Blocco di testo:
━━━━━━━━━━━━━━━━━━━━━━━━━━━━━━
Egitto, scarcerati 530 detenuti. “Patrick è malato, dev’essere rilasciato”
Dopo che Al-Sisi ha annunciato il provvedimento per decongestionare le carceri, si teme che lo studente egiziano dell’Università di Bologna non sia tra i detenuti graziati. Noury (Amnesty International): “Il governo dia un segnale forte: la strategia di condiscendenza e amicizia verso l’Egitto non ha portato finora a alcun risultato”
“Questo è un momento chiave. Se Patrick non sarà incluso nella lista dei detenuti a cui verrà concessa la grazia, l’Italia dovrà aprire gli occhi: la strategia di condiscendenza e amicizia verso il governo egiziano non ha portato alcun risultato, né nella ricerca della verità sul caso Regeni, né per quanto riguarda il rispetto dei diritti umani nel Paese”. Riccardo Noury, portavoce di Amnesty International Italia, non ha dubbi: dopo che il governo egiziano ha annunciato la scarcerazione di 530 detenuti per decongestionare le carceri durante la pandemia, è questo il momento di agire per chiedere il rilascio di Patrick Zaky, lo studente egiziano dell’università di Bologna in carcere dal 7 febbraio. Dai primi dettagli sul provvedimento di grazia, però, emergerebbe che questo riguarderà solo detenuti che hanno già scontato parte della pena, dunque si teme che Patrick non sia incluso. Anche perché, nel frattempo, l’udienza per la sua liberazione è stata rinviata al 12 luglio.
“Quello che sappiamo è che Patrick soffre di asma bronchiale e nel carcere di Tora, dov’è rinchiuso, è arrivato il Covid – continua Noury –. Il governo italiano ha sempre detto di star monitorando la situazione, ma oggi non c’è tanto da osservare, c’è da fare urgentemente: quello che potrebbe succedere è che escano dalle carceri ladri, corrotti, criminali comuni, magari anche assassini, e restino dentro prigionieri innocenti o in attesa di giudizio. I primi a dover essere liberati dovrebbero essere gli ammalati e gli innocenti, e Patrick è l’una e l’altra cosa”.
━━━━━━━━━━━━━━━━━━━━━━━━━━━━━━
Dati registrati:
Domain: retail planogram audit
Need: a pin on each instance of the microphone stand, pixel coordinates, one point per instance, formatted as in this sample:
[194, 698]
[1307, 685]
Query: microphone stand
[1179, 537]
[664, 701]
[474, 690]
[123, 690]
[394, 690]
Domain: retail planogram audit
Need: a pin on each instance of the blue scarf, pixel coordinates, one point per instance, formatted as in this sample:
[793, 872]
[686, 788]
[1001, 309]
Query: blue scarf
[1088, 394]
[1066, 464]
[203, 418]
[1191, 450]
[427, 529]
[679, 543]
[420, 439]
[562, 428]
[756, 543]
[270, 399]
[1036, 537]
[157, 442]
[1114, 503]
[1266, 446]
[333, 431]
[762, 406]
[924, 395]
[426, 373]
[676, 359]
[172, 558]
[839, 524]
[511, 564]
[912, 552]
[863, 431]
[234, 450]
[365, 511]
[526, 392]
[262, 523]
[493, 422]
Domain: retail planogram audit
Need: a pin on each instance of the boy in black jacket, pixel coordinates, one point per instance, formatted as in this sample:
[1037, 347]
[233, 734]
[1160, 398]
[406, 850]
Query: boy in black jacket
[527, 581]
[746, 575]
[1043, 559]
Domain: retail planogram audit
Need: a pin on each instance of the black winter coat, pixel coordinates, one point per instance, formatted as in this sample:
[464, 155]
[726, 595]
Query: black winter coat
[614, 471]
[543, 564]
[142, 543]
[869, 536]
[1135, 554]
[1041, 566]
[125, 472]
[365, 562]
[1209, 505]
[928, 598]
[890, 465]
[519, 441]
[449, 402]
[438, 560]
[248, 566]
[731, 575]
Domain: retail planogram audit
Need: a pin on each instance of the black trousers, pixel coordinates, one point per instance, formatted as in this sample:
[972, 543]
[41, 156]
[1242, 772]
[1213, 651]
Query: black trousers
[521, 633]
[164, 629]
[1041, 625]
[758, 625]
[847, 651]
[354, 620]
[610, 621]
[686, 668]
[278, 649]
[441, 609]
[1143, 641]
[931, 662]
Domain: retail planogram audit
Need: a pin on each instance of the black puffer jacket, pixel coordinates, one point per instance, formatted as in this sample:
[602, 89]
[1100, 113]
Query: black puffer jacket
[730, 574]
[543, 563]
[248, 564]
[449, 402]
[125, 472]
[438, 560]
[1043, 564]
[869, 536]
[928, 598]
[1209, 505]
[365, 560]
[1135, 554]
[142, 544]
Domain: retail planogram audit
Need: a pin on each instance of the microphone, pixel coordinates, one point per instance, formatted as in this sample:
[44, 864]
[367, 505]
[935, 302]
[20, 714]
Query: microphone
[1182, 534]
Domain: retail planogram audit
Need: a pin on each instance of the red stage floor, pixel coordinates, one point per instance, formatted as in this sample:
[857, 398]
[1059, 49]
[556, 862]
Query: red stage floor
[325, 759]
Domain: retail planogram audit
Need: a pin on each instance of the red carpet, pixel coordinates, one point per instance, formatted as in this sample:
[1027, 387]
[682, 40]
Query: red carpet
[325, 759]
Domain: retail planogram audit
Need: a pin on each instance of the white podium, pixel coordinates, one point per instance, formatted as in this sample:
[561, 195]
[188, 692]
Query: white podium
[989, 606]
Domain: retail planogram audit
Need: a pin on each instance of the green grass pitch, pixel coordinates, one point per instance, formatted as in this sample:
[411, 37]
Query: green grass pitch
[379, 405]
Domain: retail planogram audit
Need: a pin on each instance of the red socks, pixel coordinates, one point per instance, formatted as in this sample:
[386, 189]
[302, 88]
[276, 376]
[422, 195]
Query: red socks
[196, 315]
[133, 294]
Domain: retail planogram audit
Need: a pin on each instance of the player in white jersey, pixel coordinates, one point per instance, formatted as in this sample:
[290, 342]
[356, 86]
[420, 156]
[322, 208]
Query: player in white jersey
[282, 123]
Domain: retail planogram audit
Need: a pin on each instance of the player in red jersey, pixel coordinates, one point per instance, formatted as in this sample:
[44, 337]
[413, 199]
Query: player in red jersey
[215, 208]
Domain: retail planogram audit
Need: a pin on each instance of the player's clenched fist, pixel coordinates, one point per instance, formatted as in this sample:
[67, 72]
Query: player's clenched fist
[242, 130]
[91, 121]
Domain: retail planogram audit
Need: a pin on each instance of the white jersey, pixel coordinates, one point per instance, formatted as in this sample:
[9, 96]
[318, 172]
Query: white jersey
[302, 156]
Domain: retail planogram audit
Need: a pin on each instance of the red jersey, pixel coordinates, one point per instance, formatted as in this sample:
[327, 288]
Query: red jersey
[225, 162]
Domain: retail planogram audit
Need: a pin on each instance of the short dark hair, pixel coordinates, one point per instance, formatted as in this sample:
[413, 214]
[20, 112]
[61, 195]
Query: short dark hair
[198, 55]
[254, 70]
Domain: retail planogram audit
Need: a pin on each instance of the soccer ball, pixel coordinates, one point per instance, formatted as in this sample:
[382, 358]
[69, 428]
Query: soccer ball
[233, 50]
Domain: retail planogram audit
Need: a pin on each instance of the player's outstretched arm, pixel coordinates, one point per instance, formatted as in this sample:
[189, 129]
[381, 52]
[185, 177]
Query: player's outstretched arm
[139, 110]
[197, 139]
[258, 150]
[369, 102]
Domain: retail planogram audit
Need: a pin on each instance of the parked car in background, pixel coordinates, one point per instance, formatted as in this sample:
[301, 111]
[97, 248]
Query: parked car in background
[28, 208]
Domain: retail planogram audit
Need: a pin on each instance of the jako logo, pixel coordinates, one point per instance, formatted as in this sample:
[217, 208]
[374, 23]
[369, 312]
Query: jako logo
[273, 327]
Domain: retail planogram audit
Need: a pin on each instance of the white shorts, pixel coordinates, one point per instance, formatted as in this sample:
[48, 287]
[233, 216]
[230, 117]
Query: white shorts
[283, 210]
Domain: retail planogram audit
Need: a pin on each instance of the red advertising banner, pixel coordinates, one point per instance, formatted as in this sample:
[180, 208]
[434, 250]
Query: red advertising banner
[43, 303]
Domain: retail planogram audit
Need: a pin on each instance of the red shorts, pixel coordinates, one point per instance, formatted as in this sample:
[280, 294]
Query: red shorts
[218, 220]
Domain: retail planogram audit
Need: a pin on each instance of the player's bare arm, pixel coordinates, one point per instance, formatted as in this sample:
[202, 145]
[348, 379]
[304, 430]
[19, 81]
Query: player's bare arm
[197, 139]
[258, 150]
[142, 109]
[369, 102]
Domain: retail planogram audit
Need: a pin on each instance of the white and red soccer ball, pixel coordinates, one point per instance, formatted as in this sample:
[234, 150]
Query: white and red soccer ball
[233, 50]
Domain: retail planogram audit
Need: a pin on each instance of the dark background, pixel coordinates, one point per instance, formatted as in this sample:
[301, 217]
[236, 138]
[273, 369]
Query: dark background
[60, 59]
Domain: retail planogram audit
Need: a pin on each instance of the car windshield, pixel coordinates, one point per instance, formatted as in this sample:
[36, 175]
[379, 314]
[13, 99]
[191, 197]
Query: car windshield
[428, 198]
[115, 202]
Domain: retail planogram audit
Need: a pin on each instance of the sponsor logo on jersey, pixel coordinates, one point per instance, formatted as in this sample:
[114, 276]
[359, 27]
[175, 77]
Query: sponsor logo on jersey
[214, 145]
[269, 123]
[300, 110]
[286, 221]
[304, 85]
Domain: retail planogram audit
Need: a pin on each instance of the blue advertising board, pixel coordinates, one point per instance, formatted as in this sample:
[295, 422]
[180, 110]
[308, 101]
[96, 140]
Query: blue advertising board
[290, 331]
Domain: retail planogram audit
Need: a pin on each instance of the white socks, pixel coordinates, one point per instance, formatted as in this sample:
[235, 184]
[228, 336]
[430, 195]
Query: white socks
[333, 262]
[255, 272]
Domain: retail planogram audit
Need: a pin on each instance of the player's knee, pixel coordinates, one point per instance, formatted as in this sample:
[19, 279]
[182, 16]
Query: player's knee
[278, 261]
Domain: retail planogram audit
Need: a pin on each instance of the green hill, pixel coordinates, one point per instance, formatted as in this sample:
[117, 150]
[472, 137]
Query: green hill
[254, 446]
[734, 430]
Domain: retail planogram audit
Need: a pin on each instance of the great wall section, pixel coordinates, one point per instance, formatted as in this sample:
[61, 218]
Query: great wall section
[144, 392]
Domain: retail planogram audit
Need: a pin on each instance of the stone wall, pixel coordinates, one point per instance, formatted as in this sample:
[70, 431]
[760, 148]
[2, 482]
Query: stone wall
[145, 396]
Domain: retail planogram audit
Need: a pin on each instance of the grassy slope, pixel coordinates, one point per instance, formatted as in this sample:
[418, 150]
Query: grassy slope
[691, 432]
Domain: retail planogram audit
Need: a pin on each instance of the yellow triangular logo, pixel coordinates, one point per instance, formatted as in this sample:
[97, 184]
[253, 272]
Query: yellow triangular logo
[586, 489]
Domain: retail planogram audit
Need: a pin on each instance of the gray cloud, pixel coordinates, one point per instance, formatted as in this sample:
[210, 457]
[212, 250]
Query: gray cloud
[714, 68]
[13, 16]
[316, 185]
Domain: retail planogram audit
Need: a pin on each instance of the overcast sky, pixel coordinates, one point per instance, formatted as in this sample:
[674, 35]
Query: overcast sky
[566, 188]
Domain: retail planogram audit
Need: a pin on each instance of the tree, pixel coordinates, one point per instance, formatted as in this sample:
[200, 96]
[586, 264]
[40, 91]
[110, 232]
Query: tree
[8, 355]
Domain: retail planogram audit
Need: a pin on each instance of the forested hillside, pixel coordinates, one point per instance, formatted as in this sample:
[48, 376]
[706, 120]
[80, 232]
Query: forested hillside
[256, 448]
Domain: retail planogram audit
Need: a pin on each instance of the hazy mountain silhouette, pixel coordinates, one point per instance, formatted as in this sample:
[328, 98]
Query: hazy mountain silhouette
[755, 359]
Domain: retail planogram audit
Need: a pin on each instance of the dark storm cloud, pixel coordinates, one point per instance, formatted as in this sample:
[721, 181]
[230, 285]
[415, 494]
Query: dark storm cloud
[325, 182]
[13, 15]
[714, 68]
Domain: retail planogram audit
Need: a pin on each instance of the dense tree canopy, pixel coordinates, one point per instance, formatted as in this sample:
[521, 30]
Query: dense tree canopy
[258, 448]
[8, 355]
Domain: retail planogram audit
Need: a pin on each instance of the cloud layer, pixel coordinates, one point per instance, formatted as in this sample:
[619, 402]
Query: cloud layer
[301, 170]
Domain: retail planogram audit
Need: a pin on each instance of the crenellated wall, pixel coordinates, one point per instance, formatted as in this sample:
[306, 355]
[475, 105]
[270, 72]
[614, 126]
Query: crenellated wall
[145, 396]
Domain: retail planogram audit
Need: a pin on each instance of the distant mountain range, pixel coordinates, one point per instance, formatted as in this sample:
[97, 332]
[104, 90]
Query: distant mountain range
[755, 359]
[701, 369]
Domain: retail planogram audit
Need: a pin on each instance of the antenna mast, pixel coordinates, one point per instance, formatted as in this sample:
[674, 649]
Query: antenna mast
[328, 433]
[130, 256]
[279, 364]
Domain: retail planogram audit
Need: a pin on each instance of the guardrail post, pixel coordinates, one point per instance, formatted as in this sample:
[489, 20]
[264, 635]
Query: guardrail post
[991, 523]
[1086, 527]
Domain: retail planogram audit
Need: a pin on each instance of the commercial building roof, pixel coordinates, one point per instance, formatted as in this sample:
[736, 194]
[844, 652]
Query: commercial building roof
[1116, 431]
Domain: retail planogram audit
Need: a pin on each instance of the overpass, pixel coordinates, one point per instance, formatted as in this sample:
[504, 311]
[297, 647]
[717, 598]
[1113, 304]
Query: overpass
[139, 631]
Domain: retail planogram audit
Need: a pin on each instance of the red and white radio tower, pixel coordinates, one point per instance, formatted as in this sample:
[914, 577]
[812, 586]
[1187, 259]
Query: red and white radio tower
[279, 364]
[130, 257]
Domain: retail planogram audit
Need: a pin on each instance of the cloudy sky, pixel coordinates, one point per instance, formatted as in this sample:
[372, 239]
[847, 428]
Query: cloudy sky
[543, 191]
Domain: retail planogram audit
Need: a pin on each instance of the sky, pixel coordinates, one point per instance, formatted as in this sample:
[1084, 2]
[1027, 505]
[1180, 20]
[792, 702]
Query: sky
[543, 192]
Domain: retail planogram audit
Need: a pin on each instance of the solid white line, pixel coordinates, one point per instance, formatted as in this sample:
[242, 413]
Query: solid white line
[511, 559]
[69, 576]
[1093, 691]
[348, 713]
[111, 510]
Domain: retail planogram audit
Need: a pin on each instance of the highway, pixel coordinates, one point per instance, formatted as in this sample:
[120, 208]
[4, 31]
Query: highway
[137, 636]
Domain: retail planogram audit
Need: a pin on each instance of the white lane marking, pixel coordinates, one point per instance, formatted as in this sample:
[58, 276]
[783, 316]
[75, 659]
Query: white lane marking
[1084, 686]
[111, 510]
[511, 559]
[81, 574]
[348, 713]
━━━━━━━━━━━━━━━━━━━━━━━━━━━━━━
Consegna 1:
Rispondi a queste domande sull'articolo su Patrick Zaky:
(a) Quanti detenuti ha annunciato di scarcerare il governo egiziano?
(b) A quale data è stata rinviata l'udienza per la liberazione di Patrick?
(c) Di quale malattia soffre Patrick secondo Noury?
Consegna 2: Prosegui l'articolo su Patrick Zaky, cominciando subito dopo l'ultima frase riportata.
I dati costituiscono un materiale a sé, distinto dal testo.

Risposta 1:
(a) 530 detenuti.
(b) Al 12 luglio.
(c) Di asma bronchiale.

Risposta 2:
Nel frattempo continuano a intensificarsi i rapporti tra Italia e Egitto, in particolare dopo che il governo Conte ha accordato la vendita di due fregate Fremm e altri armamenti al regime di Al-Sisi, dando il via alla cosiddetta “commessa del secolo”. Il totale è di 9 miliardi di euro: si tratta del maggior contratto mai rilasciato dall’Italia dal dopoguerra, che rende oggi l’Egitto il principale acquirente di sistemi militari italiani. “Conte sostiene che, per arrivare alla verità per Giulio Regeni, sia necessario continuare a mantenere buoni rapporti con il governo di Al-Sisi, ma gli ultimi anni ci insegnano che non è così: anche se si sono intensificate le relazioni tra i due paesi, non è stato raggiunto alcun risultato e non c’è reale volontà di collaborazione nelle indagini sulla morte di Giulio – afferma Noury – . Prova ne è anche il fatto che gli oggetti personali di Regeni che il Cairo ha inviato a Roma pochi giorni fa alla fine si sono rivelati non suoi. Ora staremo a vedere come andrà l’incontro tra le due procure previsto per il primo luglio: ahimè non ci aspettiamo grandi novità”.
Per parlare della situazione oggi in Egitto e delle violazioni perpetrate dal regime di Al-Sisi, domani alle 18.30 Riccardo Noury sarà ospite dell’evento online “Egitto, parte di noi”: oltre a lui sarà presente anche il coordinatore della Rete italiana per il disarmo Francesco Vignarca, la giornalista Paola Caridi e le ricercatrici Elisabetta Brighi e Daniela Melfa, co-autrici del libro Minnena. L'Egitto, l'Europa e la ricerca dopo l'assassinio di Giulio Regeni. “È venuto il momento per l’Italia di dare un segnale di malcontento e insoddisfazione – conclude Noury –. Non possiamo far vedere che va sempre tutto bene: dobbiamo bloccare la vendita di armi, smettere di fare formazione alle forze di polizia egiziane, sospendere gli accordi di rimpatrio, visto che l’Egitto si è rivelato un paese non sicuro. E se Patrick non dovesse figurare nella lista dei detenuti a cui viene concessa la grazia, il ritiro dell’ambasciatore è un’ipotesi da prendere assolutamente in considerazione”.